- [GOAL OF THE EXERCISE] Gather every line in the data below that contains the word "glass", and copy each one in full. Case matters, so count only matches with the same capital and lowercase letters.

- [RECORDED INFORMATION]
★ ★ ★
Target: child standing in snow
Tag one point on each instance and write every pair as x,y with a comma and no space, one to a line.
★ ★ ★
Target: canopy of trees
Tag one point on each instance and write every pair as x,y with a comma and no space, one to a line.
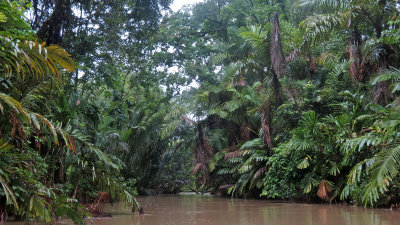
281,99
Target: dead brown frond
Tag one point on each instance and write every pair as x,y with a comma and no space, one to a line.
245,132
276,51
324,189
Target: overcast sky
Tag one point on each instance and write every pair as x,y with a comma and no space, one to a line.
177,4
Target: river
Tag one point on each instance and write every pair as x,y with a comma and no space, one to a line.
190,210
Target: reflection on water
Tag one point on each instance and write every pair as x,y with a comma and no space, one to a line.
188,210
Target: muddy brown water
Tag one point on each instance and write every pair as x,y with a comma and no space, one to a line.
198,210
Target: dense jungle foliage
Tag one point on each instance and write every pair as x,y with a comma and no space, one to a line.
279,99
★ ★ ★
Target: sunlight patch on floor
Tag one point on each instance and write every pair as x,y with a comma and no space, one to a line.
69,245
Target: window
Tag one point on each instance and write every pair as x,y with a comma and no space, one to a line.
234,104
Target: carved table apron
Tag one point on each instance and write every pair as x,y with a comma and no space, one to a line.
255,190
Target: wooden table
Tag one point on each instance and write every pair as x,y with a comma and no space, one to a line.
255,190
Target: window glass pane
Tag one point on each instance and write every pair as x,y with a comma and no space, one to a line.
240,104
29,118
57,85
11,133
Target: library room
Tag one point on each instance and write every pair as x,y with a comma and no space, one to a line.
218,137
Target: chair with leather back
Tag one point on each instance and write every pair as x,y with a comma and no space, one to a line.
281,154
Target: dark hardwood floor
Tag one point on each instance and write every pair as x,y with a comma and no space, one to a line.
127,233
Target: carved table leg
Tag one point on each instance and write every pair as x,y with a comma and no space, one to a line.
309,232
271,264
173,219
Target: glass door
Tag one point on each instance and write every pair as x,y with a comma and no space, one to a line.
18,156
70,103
★ ★ ★
- [SOLUTION TO THIS PROBLEM]
Target: window glass pane
Target: glass door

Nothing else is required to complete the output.